Data listing »
-=-=-=-=-

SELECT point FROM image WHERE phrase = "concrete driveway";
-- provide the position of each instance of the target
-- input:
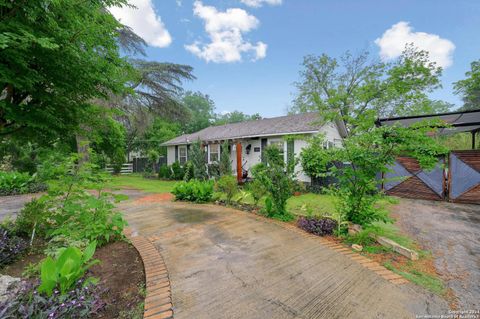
(452, 233)
(225, 263)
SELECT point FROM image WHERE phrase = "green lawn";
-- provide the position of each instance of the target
(138, 182)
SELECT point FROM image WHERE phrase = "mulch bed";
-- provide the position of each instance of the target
(155, 198)
(121, 273)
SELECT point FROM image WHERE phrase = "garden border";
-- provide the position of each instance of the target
(158, 298)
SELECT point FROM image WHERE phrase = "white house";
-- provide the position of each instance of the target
(248, 139)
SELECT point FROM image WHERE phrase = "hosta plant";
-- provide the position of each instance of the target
(62, 273)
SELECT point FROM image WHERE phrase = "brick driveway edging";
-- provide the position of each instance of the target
(158, 299)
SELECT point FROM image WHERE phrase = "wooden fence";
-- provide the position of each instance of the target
(127, 168)
(455, 178)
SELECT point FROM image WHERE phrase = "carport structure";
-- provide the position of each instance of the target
(459, 122)
(456, 177)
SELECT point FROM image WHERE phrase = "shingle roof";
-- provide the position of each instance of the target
(290, 124)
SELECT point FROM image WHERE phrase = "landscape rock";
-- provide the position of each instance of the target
(8, 285)
(357, 247)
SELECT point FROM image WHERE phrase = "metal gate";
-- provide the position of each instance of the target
(464, 176)
(407, 179)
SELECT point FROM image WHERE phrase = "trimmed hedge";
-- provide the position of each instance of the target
(194, 191)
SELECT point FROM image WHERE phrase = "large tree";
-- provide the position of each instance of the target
(200, 109)
(469, 88)
(354, 84)
(56, 58)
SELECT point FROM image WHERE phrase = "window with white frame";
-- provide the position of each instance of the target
(182, 154)
(280, 145)
(214, 153)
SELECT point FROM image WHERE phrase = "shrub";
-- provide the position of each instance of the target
(32, 219)
(63, 272)
(69, 210)
(13, 183)
(194, 191)
(228, 184)
(276, 180)
(214, 170)
(189, 171)
(83, 301)
(257, 190)
(225, 164)
(198, 157)
(164, 172)
(88, 217)
(177, 172)
(11, 246)
(318, 226)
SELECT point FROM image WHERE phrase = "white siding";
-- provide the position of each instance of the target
(298, 146)
(170, 155)
(330, 131)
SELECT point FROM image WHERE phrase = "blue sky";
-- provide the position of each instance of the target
(246, 54)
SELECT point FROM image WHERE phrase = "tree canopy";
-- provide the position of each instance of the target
(469, 88)
(56, 58)
(353, 84)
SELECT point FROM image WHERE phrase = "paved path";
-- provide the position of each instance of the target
(229, 264)
(451, 232)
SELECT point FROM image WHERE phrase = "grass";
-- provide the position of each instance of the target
(138, 182)
(418, 277)
(319, 203)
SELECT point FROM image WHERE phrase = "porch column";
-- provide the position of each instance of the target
(239, 162)
(474, 144)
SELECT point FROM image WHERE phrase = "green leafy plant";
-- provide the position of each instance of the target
(164, 172)
(189, 171)
(257, 190)
(198, 158)
(242, 196)
(13, 183)
(225, 165)
(194, 191)
(64, 271)
(177, 171)
(277, 181)
(228, 185)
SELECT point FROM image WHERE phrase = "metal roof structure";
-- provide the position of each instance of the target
(460, 121)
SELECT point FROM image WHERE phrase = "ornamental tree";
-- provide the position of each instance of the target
(56, 57)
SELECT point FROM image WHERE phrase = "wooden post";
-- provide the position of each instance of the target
(474, 144)
(239, 162)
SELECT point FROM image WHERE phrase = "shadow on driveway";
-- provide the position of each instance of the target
(224, 263)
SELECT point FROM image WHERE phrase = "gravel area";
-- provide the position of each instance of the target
(452, 233)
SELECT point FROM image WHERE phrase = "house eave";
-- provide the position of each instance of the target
(243, 137)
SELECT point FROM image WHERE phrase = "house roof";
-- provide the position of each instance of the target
(283, 125)
(460, 121)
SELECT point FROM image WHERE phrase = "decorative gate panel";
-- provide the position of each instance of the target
(465, 176)
(407, 179)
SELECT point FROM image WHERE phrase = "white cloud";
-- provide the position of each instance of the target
(225, 30)
(393, 42)
(144, 22)
(259, 3)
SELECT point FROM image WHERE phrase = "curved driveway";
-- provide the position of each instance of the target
(225, 263)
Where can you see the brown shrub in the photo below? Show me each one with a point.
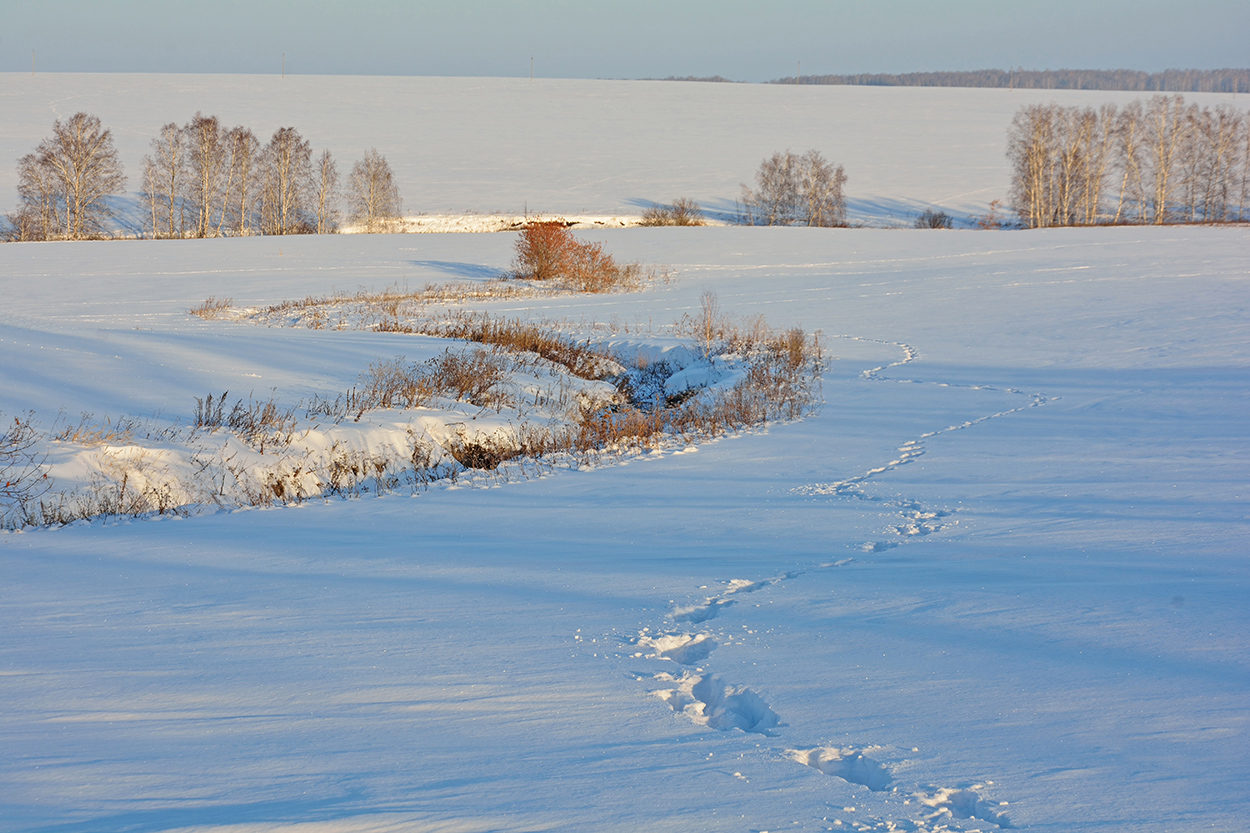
(683, 212)
(548, 252)
(211, 307)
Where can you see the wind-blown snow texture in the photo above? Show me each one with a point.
(999, 580)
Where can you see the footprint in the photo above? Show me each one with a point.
(846, 763)
(709, 701)
(964, 803)
(684, 649)
(696, 613)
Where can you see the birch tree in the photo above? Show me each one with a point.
(286, 184)
(64, 186)
(165, 181)
(373, 194)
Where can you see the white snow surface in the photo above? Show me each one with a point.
(553, 146)
(999, 580)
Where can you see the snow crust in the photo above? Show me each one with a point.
(999, 580)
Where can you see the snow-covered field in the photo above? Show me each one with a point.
(999, 579)
(571, 146)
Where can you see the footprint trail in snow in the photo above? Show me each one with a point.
(710, 701)
(915, 520)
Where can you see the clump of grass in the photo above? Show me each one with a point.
(256, 423)
(579, 358)
(90, 432)
(681, 212)
(213, 308)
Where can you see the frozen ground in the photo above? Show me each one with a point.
(1005, 563)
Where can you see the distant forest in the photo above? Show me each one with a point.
(1223, 80)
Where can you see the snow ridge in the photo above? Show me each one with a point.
(708, 699)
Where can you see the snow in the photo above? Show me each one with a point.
(999, 579)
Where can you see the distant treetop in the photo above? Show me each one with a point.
(1175, 80)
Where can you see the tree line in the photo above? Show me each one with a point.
(1175, 80)
(199, 180)
(1153, 161)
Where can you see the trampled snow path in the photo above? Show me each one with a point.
(710, 701)
(915, 518)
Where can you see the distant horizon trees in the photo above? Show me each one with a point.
(1174, 80)
(199, 180)
(1148, 163)
(373, 194)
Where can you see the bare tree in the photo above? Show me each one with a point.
(206, 159)
(1166, 126)
(286, 184)
(1130, 139)
(775, 196)
(326, 194)
(64, 185)
(373, 194)
(789, 188)
(39, 214)
(820, 190)
(239, 193)
(164, 181)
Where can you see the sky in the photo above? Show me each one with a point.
(740, 40)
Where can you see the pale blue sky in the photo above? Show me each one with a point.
(749, 41)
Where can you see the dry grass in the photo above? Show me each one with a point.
(576, 423)
(213, 308)
(256, 423)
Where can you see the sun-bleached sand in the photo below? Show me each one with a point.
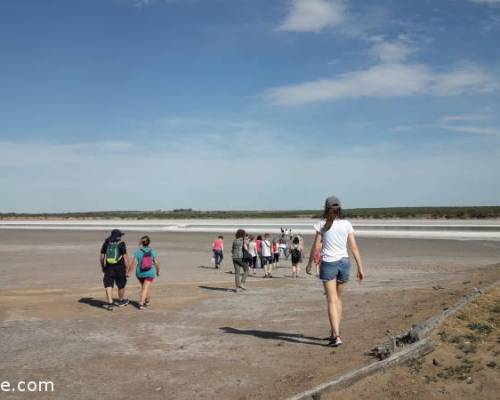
(199, 339)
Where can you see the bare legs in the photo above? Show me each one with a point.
(334, 296)
(109, 295)
(295, 270)
(145, 285)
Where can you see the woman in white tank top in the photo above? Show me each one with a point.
(333, 235)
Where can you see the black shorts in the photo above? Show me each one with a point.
(112, 275)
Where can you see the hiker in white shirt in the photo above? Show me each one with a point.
(333, 234)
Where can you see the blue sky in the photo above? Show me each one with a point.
(248, 104)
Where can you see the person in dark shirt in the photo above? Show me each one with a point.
(115, 266)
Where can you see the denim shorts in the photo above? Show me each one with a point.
(335, 270)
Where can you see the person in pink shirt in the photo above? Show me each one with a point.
(218, 251)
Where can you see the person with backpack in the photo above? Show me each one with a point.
(114, 264)
(267, 256)
(218, 251)
(296, 252)
(276, 253)
(147, 267)
(333, 235)
(238, 250)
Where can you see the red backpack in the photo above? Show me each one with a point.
(147, 260)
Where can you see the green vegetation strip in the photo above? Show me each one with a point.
(375, 213)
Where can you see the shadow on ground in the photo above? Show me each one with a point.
(281, 336)
(93, 302)
(216, 288)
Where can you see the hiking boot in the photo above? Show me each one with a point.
(122, 303)
(335, 342)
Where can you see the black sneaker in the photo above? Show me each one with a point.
(335, 342)
(122, 303)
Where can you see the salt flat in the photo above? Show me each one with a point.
(199, 339)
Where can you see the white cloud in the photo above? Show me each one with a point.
(476, 130)
(391, 51)
(466, 117)
(390, 76)
(203, 176)
(486, 1)
(313, 15)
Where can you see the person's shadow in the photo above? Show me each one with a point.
(92, 302)
(281, 336)
(216, 288)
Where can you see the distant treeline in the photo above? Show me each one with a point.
(188, 213)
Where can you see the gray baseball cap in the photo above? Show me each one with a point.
(332, 201)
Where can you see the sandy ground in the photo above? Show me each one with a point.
(465, 364)
(199, 339)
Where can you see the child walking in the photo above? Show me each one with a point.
(147, 267)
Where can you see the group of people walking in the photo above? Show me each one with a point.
(117, 269)
(264, 251)
(334, 235)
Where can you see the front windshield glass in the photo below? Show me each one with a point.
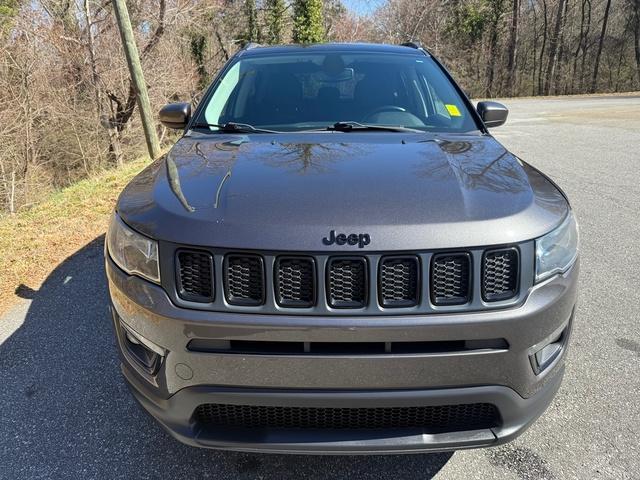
(313, 90)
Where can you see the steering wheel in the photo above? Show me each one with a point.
(385, 108)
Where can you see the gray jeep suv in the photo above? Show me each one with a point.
(337, 257)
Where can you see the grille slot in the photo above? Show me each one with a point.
(244, 280)
(347, 282)
(430, 419)
(500, 274)
(450, 279)
(295, 282)
(398, 282)
(195, 276)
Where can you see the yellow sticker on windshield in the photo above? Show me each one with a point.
(453, 110)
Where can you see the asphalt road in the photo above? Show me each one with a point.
(66, 413)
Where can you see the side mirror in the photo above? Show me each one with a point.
(493, 114)
(175, 115)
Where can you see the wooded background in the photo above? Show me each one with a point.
(67, 104)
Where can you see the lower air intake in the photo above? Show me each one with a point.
(430, 419)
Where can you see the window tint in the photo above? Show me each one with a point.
(312, 90)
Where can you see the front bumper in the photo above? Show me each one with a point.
(186, 379)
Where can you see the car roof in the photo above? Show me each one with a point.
(255, 49)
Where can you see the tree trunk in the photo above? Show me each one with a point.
(115, 150)
(137, 77)
(553, 47)
(594, 79)
(513, 48)
(542, 49)
(636, 34)
(585, 48)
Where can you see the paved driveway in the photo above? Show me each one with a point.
(66, 413)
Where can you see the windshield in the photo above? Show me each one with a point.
(303, 91)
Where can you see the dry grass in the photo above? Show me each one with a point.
(34, 242)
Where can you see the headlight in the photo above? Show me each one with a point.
(557, 250)
(132, 252)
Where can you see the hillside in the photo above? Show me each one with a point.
(33, 242)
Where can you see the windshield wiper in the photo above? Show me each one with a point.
(350, 126)
(233, 127)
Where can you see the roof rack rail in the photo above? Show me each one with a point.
(415, 45)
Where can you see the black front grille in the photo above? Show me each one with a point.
(244, 279)
(399, 281)
(341, 284)
(430, 419)
(347, 282)
(500, 274)
(195, 275)
(295, 282)
(450, 278)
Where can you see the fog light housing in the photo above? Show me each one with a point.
(546, 355)
(142, 351)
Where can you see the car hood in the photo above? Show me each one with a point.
(288, 191)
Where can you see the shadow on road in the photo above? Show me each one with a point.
(66, 411)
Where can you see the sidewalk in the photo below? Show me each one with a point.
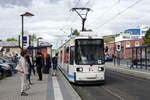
(10, 89)
(123, 68)
(50, 88)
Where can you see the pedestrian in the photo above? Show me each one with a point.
(48, 64)
(114, 59)
(22, 69)
(54, 61)
(39, 65)
(30, 69)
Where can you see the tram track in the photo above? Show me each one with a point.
(118, 87)
(113, 93)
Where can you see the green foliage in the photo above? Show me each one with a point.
(11, 39)
(147, 38)
(75, 32)
(33, 37)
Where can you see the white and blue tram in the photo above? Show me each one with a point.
(82, 60)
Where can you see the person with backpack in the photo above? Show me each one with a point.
(22, 69)
(54, 61)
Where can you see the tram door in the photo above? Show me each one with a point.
(68, 61)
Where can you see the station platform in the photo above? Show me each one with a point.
(126, 69)
(50, 88)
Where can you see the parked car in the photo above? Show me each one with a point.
(5, 69)
(108, 58)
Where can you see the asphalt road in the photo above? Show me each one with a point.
(117, 87)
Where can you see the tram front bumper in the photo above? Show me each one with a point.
(90, 76)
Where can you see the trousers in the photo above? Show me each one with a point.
(24, 82)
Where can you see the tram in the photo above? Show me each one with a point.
(82, 60)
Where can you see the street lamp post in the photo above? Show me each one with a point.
(38, 40)
(22, 17)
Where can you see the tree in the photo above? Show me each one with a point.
(75, 32)
(11, 39)
(147, 38)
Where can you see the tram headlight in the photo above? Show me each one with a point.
(100, 68)
(79, 69)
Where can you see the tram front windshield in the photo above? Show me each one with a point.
(89, 52)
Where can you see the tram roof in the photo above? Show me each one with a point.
(142, 46)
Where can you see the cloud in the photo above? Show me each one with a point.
(53, 18)
(10, 3)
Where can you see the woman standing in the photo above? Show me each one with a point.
(48, 64)
(22, 68)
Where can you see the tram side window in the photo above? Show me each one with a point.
(66, 55)
(72, 57)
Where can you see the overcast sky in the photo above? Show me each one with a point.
(53, 18)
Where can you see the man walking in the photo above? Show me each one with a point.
(39, 65)
(54, 61)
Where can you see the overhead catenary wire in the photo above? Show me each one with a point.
(68, 18)
(105, 12)
(115, 16)
(80, 12)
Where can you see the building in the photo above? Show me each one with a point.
(9, 48)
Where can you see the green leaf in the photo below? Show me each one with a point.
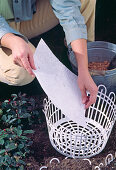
(24, 137)
(1, 112)
(1, 159)
(11, 146)
(13, 95)
(28, 131)
(1, 141)
(26, 115)
(19, 132)
(21, 167)
(4, 118)
(21, 162)
(8, 159)
(8, 110)
(20, 146)
(2, 151)
(6, 101)
(11, 121)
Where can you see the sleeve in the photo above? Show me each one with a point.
(68, 13)
(5, 28)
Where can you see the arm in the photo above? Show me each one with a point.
(68, 13)
(15, 41)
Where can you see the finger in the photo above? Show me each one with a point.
(83, 95)
(27, 66)
(31, 60)
(18, 62)
(92, 100)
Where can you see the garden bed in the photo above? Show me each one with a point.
(43, 152)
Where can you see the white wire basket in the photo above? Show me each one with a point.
(74, 140)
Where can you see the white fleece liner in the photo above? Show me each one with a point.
(59, 83)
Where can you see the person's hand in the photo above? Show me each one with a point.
(86, 84)
(21, 52)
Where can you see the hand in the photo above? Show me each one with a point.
(86, 83)
(21, 52)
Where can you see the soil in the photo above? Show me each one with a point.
(42, 152)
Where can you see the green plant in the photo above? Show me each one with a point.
(13, 147)
(16, 116)
(19, 110)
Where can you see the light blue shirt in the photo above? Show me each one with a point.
(67, 11)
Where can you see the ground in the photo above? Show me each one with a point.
(43, 151)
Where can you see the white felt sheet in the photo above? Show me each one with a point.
(59, 83)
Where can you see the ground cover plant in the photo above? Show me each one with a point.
(16, 117)
(24, 140)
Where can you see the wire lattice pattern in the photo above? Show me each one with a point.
(73, 140)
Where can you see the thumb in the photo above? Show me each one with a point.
(84, 96)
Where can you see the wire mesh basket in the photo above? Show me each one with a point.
(73, 140)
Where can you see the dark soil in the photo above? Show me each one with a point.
(43, 152)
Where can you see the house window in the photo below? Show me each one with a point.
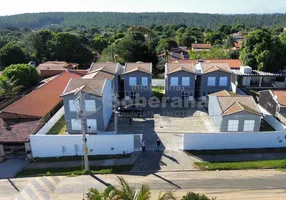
(223, 81)
(73, 105)
(232, 125)
(91, 125)
(211, 81)
(185, 95)
(132, 81)
(185, 81)
(90, 105)
(144, 81)
(248, 125)
(174, 81)
(76, 124)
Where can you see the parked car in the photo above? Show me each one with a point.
(131, 108)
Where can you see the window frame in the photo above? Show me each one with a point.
(171, 82)
(214, 81)
(246, 126)
(188, 81)
(230, 125)
(220, 79)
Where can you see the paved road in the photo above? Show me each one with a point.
(225, 185)
(10, 167)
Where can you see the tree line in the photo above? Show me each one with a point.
(103, 19)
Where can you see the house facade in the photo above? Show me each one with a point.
(97, 104)
(180, 80)
(137, 80)
(274, 101)
(234, 113)
(212, 77)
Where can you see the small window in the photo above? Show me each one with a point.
(174, 81)
(144, 81)
(232, 125)
(91, 125)
(76, 124)
(211, 81)
(90, 105)
(185, 81)
(73, 105)
(223, 81)
(248, 125)
(132, 81)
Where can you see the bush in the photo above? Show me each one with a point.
(26, 75)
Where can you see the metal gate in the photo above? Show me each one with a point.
(137, 139)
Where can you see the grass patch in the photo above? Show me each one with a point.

-=-=-=-=-

Your task » Quote exactly, and only, the lines from the one containing "Where can you see the soil" through the last line of the records above, both included; leave out any pictures.

Exercise response »
Where can you see the soil in the photo above? Show me each one with a point.
(42, 152)
Where can you see the green plant in the photo above? Show me each one with a point.
(13, 147)
(16, 116)
(19, 110)
Where can you see the light blue shirt in the photo above? Show me each one with a point.
(67, 11)
Where can you see the ground in the photo above? Show me each one with a point.
(43, 151)
Where can you see the white felt sheet in the photo above? Show me each one with a point.
(59, 83)
Where can you see the ground cover plant in the photo above? Show me each one with a point.
(16, 117)
(24, 140)
Where can you see the wire lattice pattern in the photo above? Show me each one with a point.
(73, 140)
Where can you see the thumb in the photo above? Show me each one with a point.
(84, 96)
Where can you see the wire mesh basket in the photo above? Show me each one with a point.
(73, 140)
Where can you see the dark soil in the photo above? Show me each one with a point.
(43, 152)
Where can you see the house window in the photo below? Show me each one with a point.
(223, 81)
(73, 105)
(232, 125)
(91, 125)
(211, 81)
(185, 95)
(132, 81)
(185, 81)
(90, 105)
(144, 81)
(248, 125)
(174, 81)
(76, 124)
Where can you see the parked car in the photo above? Show me each one with a point.
(131, 108)
Where can you see the window frame in the photo above? Show me each one with a point.
(171, 82)
(214, 81)
(246, 126)
(188, 81)
(230, 125)
(220, 79)
Where can you see the paved road in the photo above? Show me each one with a point.
(225, 185)
(10, 167)
Where can you see the tree line in the photo above? Show me each one with a point.
(103, 19)
Where can you see the house facade in the photo above? Show me each one with a point.
(97, 104)
(180, 80)
(137, 80)
(274, 101)
(234, 113)
(212, 77)
Where can you see the small window in the photo above? Show me each one with a point.
(174, 81)
(144, 81)
(232, 125)
(91, 125)
(76, 124)
(211, 81)
(90, 105)
(185, 81)
(73, 105)
(223, 81)
(248, 125)
(132, 81)
Where can you see the bush in the photo above? Show me each one with a point.
(26, 75)
Where can you see the metal gate in the photo above? Show me each one with a point.
(137, 139)
Where can you see the grass patch in the photo above? Show me each one with a point.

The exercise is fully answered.